The task:
Extract each line of the data below exactly as written.

··· Input for this task ···

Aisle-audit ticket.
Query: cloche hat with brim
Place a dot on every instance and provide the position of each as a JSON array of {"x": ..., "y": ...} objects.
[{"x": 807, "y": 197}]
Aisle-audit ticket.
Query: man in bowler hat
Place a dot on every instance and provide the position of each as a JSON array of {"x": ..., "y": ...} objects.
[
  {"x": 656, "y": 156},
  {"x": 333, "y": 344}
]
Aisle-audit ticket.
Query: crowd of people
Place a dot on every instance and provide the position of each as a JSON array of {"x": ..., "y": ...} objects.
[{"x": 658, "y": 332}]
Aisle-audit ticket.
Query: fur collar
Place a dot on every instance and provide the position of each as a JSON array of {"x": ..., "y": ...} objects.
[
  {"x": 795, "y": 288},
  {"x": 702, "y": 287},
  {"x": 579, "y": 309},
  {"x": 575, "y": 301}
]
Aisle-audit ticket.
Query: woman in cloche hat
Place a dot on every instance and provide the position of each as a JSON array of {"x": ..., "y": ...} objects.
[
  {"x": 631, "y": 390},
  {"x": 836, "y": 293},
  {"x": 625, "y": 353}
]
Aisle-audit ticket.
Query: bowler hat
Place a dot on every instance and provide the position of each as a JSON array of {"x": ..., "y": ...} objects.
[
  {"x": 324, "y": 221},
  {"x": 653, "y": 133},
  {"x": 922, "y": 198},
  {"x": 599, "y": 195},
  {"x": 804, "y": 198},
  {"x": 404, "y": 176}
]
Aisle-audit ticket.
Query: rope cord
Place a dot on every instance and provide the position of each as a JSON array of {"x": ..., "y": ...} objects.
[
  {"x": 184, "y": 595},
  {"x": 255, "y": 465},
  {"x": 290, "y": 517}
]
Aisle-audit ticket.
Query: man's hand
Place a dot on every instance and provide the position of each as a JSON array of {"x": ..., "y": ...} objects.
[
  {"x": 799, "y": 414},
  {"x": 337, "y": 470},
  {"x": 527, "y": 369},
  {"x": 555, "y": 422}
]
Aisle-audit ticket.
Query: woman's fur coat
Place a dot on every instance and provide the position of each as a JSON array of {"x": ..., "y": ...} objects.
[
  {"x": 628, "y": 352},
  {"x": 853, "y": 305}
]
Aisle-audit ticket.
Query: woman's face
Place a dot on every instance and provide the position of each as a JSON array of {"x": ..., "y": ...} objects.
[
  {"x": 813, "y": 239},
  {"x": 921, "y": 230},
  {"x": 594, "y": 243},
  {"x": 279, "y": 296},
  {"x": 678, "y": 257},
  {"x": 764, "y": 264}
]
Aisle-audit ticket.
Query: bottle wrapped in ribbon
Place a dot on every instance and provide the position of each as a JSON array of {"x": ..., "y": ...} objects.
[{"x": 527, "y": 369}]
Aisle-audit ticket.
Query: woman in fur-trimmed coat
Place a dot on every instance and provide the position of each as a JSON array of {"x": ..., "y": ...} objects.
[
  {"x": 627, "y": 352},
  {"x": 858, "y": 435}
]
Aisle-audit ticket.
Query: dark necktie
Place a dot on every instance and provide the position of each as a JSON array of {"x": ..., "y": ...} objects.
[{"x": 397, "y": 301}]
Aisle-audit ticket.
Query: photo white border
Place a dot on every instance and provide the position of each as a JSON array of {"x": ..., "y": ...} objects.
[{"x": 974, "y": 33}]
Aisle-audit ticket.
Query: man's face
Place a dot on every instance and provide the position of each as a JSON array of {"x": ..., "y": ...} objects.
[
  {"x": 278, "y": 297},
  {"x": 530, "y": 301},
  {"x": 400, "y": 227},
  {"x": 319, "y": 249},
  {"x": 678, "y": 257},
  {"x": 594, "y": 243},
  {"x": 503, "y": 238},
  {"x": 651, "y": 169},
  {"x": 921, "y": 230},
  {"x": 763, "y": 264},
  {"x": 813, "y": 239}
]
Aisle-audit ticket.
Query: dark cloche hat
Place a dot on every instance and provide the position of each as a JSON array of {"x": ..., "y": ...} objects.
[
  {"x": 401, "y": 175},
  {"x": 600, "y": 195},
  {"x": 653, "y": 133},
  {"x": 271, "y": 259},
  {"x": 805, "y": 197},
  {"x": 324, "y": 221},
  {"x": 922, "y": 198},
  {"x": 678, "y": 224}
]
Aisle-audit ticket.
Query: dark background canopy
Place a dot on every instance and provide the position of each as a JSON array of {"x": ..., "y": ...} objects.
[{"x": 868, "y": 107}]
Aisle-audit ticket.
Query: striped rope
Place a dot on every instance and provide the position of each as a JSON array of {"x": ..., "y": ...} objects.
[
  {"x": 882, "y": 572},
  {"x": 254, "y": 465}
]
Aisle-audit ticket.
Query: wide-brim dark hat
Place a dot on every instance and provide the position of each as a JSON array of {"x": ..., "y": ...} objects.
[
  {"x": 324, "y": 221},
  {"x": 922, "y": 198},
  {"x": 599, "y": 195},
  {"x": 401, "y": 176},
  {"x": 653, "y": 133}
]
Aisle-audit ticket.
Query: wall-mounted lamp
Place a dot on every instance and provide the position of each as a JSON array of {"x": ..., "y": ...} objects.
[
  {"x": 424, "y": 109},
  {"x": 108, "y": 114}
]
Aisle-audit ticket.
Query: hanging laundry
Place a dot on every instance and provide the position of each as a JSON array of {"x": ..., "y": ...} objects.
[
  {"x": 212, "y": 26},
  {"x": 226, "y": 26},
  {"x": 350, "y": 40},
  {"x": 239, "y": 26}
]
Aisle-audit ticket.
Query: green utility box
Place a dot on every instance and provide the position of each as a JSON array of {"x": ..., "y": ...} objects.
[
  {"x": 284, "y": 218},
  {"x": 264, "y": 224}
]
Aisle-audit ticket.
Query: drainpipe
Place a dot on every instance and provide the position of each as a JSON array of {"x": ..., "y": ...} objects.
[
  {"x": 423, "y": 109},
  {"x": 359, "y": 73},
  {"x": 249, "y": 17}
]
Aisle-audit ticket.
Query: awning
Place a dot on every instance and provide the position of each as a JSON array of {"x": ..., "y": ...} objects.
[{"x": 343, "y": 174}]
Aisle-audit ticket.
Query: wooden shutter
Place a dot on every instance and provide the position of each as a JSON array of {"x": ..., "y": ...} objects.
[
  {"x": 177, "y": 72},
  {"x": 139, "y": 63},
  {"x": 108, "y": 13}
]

···

Reply to the task:
Aisle-audit ticket.
Query: cloche hat with brim
Place a dot on every instance and provide the position of each as a JSON array of {"x": ..., "y": ...} objects.
[{"x": 807, "y": 197}]
Aisle-audit ticket.
Query: man in bowler hat
Place a dot on every instance and provide the position of each as a JSON array of {"x": ..., "y": ...} objects.
[
  {"x": 656, "y": 156},
  {"x": 333, "y": 344}
]
Aisle-audit ticket.
Query: crowd of people
Place a dot on every instance and provide the position of each as a JSON array of {"x": ..., "y": ...} objects.
[{"x": 658, "y": 332}]
Aisle-audit ticket.
Query: fur collar
Place a dot on every instance and provide the position of each as a JSON array of {"x": ..., "y": ...} objects.
[
  {"x": 795, "y": 288},
  {"x": 702, "y": 287},
  {"x": 579, "y": 309},
  {"x": 575, "y": 301}
]
Aisle-audit ticket.
Query: woman in cloche hat
Place a dot on every instance and provide the position of each as a JSON array of {"x": ..., "y": ...} objects.
[
  {"x": 631, "y": 390},
  {"x": 836, "y": 293},
  {"x": 625, "y": 353}
]
Aisle-audit ticket.
Query: bowler hat
Place a dot on every instance and provide the position of each as a JSON array of {"x": ..., "y": ...} objects.
[
  {"x": 324, "y": 221},
  {"x": 653, "y": 133},
  {"x": 922, "y": 198},
  {"x": 599, "y": 195},
  {"x": 804, "y": 198},
  {"x": 404, "y": 176}
]
Aisle-audit ticket.
Query: rope cord
Place a dot on every instance and provide the position of each as a JSON array of {"x": ..., "y": ...} objects.
[
  {"x": 184, "y": 595},
  {"x": 255, "y": 465},
  {"x": 290, "y": 517}
]
Aisle-audit ticket.
Query: man's hand
Place a dot on every instance and provide the position of each as a JSON array of {"x": ..., "y": ...} objects.
[
  {"x": 799, "y": 414},
  {"x": 337, "y": 470},
  {"x": 527, "y": 369},
  {"x": 555, "y": 422}
]
Aisle-audit ticket.
Query: woman's fur coat
Place a dot on every instance and provide the position of each as a JSON array of {"x": ..., "y": ...} objects.
[
  {"x": 628, "y": 352},
  {"x": 853, "y": 305}
]
Aisle-audit ticket.
Query: woman's face
Place a dot on every instance and provide the position of each as a JSON array of {"x": ..., "y": ...} objects.
[
  {"x": 813, "y": 239},
  {"x": 921, "y": 230},
  {"x": 594, "y": 243},
  {"x": 279, "y": 296},
  {"x": 678, "y": 257},
  {"x": 764, "y": 264}
]
Aisle-audit ticket.
Query: bottle wrapped in ribbon
Place a dot on every instance and provide the position of each as a JSON array of {"x": ..., "y": ...} objects.
[{"x": 527, "y": 369}]
Aisle-audit ticket.
Query: woman in fur-trimmed coat
Place a dot on every instance and provide the position of each as a JSON array of {"x": ..., "y": ...} objects.
[
  {"x": 627, "y": 352},
  {"x": 858, "y": 435}
]
Aisle-audit ticket.
Query: dark necktie
Place a dot on every instance and provide the position of each as a JSON array of {"x": ..., "y": ...} objects.
[{"x": 397, "y": 301}]
Aisle-audit ticket.
Query: photo white border
Place a dot on every instance and provide the position of each as a JSON array of {"x": ..., "y": ...} objects.
[{"x": 974, "y": 33}]
Aisle-audit ticket.
Query: man's face
Place a dot on every instance and provide the position of each as a JSON array of {"x": ..., "y": ...} objects.
[
  {"x": 278, "y": 297},
  {"x": 530, "y": 301},
  {"x": 400, "y": 227},
  {"x": 319, "y": 249},
  {"x": 678, "y": 257},
  {"x": 594, "y": 243},
  {"x": 503, "y": 238},
  {"x": 651, "y": 169},
  {"x": 921, "y": 230},
  {"x": 763, "y": 264},
  {"x": 813, "y": 239}
]
Aisle-audit ticket.
Query: dark cloche hat
Place a dot on every instance and provide the position of each as a JSON array of {"x": ..., "y": ...} objects.
[
  {"x": 401, "y": 175},
  {"x": 600, "y": 195},
  {"x": 653, "y": 133},
  {"x": 271, "y": 259},
  {"x": 805, "y": 197},
  {"x": 324, "y": 221},
  {"x": 922, "y": 198},
  {"x": 678, "y": 224}
]
Aisle-audit ticket.
Query: dark background canopy
Place a dot on every instance and provide the position of each as a JSON array of {"x": ..., "y": ...} objects.
[{"x": 868, "y": 107}]
Aisle-audit ticket.
Query: striped rope
Place a dot on every instance and provide the position of each as a JSON array of {"x": ..., "y": ...} objects.
[
  {"x": 882, "y": 572},
  {"x": 254, "y": 465}
]
Aisle-audit ticket.
Query: wide-brim dark hat
Place a dot on every instance and provide the position of each as a JSON array of {"x": ..., "y": ...} objects.
[
  {"x": 324, "y": 221},
  {"x": 922, "y": 198},
  {"x": 599, "y": 195},
  {"x": 401, "y": 176},
  {"x": 653, "y": 133}
]
Aisle-audit ticket.
Query: wall-mounted lamp
Place a dot on every instance and provide the position of each as a JSON array of {"x": ..., "y": ...} objects.
[
  {"x": 424, "y": 109},
  {"x": 108, "y": 114}
]
Aisle-audit ticket.
Query: hanging laundry
Place a dot on every instance and provide the position of each as a JSON array of {"x": ..., "y": ...} objects.
[
  {"x": 212, "y": 26},
  {"x": 226, "y": 26},
  {"x": 350, "y": 40},
  {"x": 239, "y": 26}
]
Aisle-audit ticket.
Query: green utility box
Place a dot on every instance and provide the position of each as a JSON array of {"x": ..., "y": ...} objects.
[
  {"x": 284, "y": 218},
  {"x": 264, "y": 224}
]
Aisle-audit ticket.
Query: drainpipe
Place a dot on every instance and provide the position of each as a JSON array of {"x": ..., "y": ...} objects.
[
  {"x": 423, "y": 109},
  {"x": 359, "y": 73},
  {"x": 249, "y": 17}
]
Aisle-audit ticket.
Query: awning
Place a dot on every instance and provide the position of each as a JSON array of {"x": ..., "y": ...} objects.
[{"x": 343, "y": 174}]
Aisle-audit ticket.
Query: wooden shutter
Place a dot on every instance and provide the position of each as a JSON array of {"x": ..., "y": ...} objects.
[
  {"x": 177, "y": 72},
  {"x": 139, "y": 63},
  {"x": 108, "y": 13}
]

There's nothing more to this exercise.